§ **Objective**
Rewrite the entries from the line with "For the shelf-compliance log, identify each instance of the mown" through the end, requests included, shifting every point coordinate in the answers by adding 86 to each number.

BEGIN

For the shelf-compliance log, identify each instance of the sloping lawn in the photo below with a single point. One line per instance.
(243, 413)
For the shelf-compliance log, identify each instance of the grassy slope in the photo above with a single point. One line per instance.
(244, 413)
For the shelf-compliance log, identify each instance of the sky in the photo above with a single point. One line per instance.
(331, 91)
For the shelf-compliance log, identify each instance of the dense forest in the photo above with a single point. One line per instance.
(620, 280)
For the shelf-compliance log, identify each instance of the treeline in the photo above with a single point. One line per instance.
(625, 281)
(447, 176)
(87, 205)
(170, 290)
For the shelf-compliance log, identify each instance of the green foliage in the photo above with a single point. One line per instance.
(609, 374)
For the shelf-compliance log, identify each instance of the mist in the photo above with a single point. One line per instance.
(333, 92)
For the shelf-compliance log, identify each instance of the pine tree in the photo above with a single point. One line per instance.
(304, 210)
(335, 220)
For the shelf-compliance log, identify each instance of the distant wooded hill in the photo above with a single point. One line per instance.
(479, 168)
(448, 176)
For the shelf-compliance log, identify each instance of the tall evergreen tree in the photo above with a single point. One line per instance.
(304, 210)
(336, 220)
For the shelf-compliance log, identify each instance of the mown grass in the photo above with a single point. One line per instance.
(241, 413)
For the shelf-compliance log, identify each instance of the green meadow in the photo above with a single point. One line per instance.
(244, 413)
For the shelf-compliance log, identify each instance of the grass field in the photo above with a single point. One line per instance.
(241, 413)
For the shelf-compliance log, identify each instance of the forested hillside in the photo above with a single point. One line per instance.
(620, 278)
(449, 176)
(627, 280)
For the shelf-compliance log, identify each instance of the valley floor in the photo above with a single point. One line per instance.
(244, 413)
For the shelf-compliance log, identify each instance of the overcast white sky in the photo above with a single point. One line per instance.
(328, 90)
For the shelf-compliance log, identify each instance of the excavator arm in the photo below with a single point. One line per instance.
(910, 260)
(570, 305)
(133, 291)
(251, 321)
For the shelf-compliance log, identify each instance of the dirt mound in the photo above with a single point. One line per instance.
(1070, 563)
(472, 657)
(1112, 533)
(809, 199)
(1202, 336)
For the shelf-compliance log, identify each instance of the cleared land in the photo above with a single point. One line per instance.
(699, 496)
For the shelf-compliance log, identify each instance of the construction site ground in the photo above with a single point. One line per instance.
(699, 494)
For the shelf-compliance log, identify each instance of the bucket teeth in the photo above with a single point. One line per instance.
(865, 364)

END

§ **Exercise result**
For the shelf-compliance log, identify each instance of the mown grass in the photo above with a single point. One line per instance.
(327, 499)
For the shelf-compliance log, identify each instance of the green meadow in the photo above with a single point. One line per instance.
(330, 499)
For the shelf-compliance log, identify each instance of the grass field in the photo above with a single point. One line per instance.
(327, 499)
For the shelf-compliance log, identify each instance of the forested hillside in the photo above with a single point. One line per instance.
(706, 364)
(535, 262)
(713, 366)
For the shelf-compliance log, identify each instance of the valley floor in the photo above with a single point. One line per instance.
(330, 499)
For the shelf-compliance log, identify each instance of the overcast white sky in the photo above with a single point. One line per instance.
(414, 176)
For the shelf-compliance log, identify each instance of the excavator arm in the photo below with a single point. One line per instance.
(996, 346)
(656, 391)
(219, 377)
(337, 407)
For the shelf-compliance log, identify each instance of the dirt mound in the photo above with a single point. One line per instance.
(1156, 649)
(558, 743)
(1198, 619)
(895, 285)
(1288, 422)
For the shelf-compliance log, identify each instance of the cleared land in the photo above with a single point. One line per instance.
(785, 582)
For the shelf-compliance log, identify each instance of the construction site ground in the photo above with a single point. One line per instance.
(785, 580)
For the shelf-compliance log, identify each instance of the bucket teeth in the photo above with a single point. One line per instance.
(951, 450)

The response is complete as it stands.